▸ **给定文本**:
+---+

远程配置 tensorflow 环境 / 憋错料

1.为了对比别人的方法，需要配置的环境为：Python 3.6.4，Keras 2.1.6，Tensorflow 1.7.0

在自己电脑上，anaconda3, 直接用原环境下的 tensorflow-gpu1.13.1 发现最开始的部分代码段可以运行，但无法保存model 的代码段不起作用，造成错误。

 callbacks=[ModelCheckpoint(filepath=filepath_INCV, monitor=‘val_acc‘, verbose=1, save_best_only=INCV_save_best),

只好寻求安装虚拟环境，准备一模一样的设置。

2. 新开了一个虚拟环境，tf1.7.0, 刚开始没有安装成功，似乎是选用的python版本没有完全对应，删除环境后又重新开始，成功了。似乎如果用 conda install tensorflow-gpu=1.7.0 命令在线安装tensorflow 时，会自动安装所需的 cuda9.0 toolkit 以及 cudadnn 包。

然后运行 import tensorflow as tf 会报缺少 numpy 和 pandas 等包，依次是用 conda install 安装就好，其会自动安装对应可用的版本。

import tensorflow 时，还会报

/home/guixj/anaconda3/envs/tf1.7.0/lib/python3.6/site-packages/tensorflow/python/framework/dtypes.py:458: FutureWarning: Passing (type, 1) or ‘1type‘ as a synonym of type is deprecated; in a future version of numpy, it will be understood as (type, (1,)) / ‘(1,)type‘.
  _np_qint8 = np.dtype([("qint8", np.int8, 1)])
/home/guixj/anaconda3/envs/tf1.7.0/lib/python3.6/site-packages/tensorflow/python/framework/dtypes.py:459: FutureWarning: Passing (type, 1) or ‘1type‘ as a synonym of type is deprecated; in a future version of numpy, it will be understood as (type, (1,)) / ‘(1,)type‘.
  _np_quint8 = np.dtype([("quint8", np.uint8, 1)])

+---+

▸ **任务要求 1**: 判断以下三个说法是否与给定文本相符，每项回答“是”或“否”，并原样引用文本中起决定作用的字句：(a) 作者需要配置的环境中 Keras 的版本是 2.1.6；(b) 在自己电脑上用 tensorflow-gpu1.13.1 时，保存 model 的代码段能正常运行；(c) 新开的虚拟环境第一次就安装成功了。
▸ **任务要求 2**: 用两句话概括给定文本。
▸ **任务要求 3**: 把给定文本中的一段原样照抄下来，从“只好寻求安装虚拟环境，准备一模一样的设置。”开始，到“conda install 安装就好，其会自动安装对应可用的版本。”结束。

+---+

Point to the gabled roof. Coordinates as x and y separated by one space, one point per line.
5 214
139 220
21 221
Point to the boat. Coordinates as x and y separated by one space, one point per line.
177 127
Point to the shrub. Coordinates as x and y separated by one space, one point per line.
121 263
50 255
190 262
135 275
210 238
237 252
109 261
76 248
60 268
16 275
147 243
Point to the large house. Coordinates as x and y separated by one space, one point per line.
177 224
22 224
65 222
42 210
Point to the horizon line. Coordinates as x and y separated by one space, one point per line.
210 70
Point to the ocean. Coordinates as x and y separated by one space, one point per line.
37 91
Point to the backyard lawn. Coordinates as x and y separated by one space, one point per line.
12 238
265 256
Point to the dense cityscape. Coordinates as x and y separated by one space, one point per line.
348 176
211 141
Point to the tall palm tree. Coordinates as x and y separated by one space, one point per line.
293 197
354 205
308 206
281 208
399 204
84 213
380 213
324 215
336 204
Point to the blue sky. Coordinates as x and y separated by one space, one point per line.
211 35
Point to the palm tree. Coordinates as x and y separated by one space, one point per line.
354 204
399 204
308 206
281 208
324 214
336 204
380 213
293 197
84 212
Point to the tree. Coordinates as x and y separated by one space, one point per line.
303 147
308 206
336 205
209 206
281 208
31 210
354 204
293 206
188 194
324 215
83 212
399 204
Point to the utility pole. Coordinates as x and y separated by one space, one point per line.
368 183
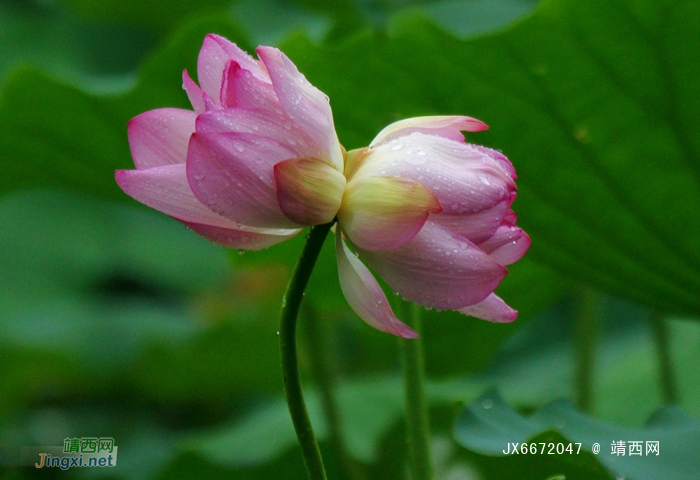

+---+

▸ **完整答案 1**:
(a) 是。“Keras 2.1.6”
(b) 否。“无法保存model 的代码段不起作用，造成错误。”
(c) 否。“刚开始没有安装成功”

▸ **完整答案 2**: 作者为了对比别人的方法，需要配置 Python 3.6.4、Keras 2.1.6、Tensorflow 1.7.0 的环境，但在自己电脑上直接用原有的 tensorflow-gpu1.13.1 时，保存 model 的代码段出错，只好安装虚拟环境。新开的 tf1.7.0 虚拟环境删除重建后才安装成功，之后运行 import tensorflow 会报缺少 numpy 和 pandas 等包，用 conda install 依次安装即可，此外还会报 FutureWarning。

▸ **完整答案 3**:
只好寻求安装虚拟环境，准备一模一样的设置。

2. 新开了一个虚拟环境，tf1.7.0, 刚开始没有安装成功，似乎是选用的python版本没有完全对应，删除环境后又重新开始，成功了。似乎如果用 conda install tensorflow-gpu=1.7.0 命令在线安装tensorflow 时，会自动安装所需的 cuda9.0 toolkit 以及 cudadnn 包。

然后运行 import tensorflow as tf 会报缺少 numpy 和 pandas 等包，依次是用 conda install 安装就好，其会自动安装对应可用的版本。